# [Given data]
══════
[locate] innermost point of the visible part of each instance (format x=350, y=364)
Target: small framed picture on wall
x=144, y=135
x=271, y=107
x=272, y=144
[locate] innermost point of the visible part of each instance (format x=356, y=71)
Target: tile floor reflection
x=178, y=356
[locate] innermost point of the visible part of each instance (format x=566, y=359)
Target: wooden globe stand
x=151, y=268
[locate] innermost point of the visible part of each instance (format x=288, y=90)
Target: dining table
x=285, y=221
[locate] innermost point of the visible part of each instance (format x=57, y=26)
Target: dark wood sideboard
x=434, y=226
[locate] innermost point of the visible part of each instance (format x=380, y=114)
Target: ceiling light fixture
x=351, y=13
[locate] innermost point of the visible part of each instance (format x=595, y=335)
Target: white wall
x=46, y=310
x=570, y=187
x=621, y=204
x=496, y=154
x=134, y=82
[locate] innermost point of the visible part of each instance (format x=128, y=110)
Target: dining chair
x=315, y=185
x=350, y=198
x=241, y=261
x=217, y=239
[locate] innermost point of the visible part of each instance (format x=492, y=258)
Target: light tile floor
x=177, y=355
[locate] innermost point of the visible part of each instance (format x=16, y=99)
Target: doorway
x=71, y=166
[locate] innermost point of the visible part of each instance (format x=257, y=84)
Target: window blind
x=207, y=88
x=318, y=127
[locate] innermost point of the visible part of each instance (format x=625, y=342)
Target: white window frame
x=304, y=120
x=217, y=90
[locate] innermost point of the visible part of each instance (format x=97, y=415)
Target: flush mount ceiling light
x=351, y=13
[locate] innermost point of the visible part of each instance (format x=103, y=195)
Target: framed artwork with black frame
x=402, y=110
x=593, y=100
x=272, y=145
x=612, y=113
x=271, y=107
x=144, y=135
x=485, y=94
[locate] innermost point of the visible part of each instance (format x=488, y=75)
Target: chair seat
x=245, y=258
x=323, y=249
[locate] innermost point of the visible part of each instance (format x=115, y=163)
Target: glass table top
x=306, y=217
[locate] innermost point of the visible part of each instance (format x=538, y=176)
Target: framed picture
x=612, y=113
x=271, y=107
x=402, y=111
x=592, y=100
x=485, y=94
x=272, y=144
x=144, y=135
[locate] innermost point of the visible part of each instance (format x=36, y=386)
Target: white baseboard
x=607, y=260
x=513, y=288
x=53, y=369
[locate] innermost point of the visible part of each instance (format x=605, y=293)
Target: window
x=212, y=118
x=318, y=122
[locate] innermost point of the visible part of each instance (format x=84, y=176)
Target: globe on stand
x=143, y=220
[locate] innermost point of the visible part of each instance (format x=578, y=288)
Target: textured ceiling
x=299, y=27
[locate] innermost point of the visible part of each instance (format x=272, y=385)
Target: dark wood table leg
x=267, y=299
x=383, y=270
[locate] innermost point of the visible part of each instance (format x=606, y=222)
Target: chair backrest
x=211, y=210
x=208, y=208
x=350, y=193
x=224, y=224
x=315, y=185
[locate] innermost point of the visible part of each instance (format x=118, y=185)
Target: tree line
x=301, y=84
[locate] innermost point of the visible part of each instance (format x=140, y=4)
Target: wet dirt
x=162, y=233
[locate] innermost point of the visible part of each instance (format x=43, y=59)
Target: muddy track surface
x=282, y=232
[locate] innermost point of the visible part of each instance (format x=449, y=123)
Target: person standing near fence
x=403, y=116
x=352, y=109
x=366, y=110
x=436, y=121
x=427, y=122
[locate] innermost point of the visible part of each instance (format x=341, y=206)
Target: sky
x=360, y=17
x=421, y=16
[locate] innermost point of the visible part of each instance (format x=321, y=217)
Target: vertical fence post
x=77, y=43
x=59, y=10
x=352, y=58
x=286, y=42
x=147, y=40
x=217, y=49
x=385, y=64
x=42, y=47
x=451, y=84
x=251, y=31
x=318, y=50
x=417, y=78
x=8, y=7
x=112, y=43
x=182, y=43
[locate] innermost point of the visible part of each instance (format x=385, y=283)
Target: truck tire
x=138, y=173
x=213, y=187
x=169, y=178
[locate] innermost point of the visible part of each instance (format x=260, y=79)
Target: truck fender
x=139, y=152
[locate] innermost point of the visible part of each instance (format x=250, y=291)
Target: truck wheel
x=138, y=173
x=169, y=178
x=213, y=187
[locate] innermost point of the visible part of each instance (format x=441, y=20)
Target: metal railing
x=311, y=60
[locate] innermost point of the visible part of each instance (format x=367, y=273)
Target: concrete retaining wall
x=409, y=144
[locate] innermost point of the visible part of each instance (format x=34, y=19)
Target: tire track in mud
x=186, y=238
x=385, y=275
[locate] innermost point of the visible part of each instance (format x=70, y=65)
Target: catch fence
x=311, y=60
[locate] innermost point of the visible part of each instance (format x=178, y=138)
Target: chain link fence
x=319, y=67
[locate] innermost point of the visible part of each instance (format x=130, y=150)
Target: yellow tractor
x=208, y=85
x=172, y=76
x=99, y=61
══════
# [Your task]
Print the lines of the records above, from the first line through the line containing "x=151, y=268", with both ends included.

# [Exercise result]
[locate] innermost point of the visible part of each instance (format x=350, y=364)
Target: small framed picture on wall
x=144, y=135
x=271, y=107
x=272, y=144
[locate] innermost point of the visible part of each instance (format x=356, y=71)
Target: tile floor reflection
x=178, y=356
[locate] innermost point of the visible part of each instance (format x=566, y=359)
Target: wooden globe stand
x=151, y=268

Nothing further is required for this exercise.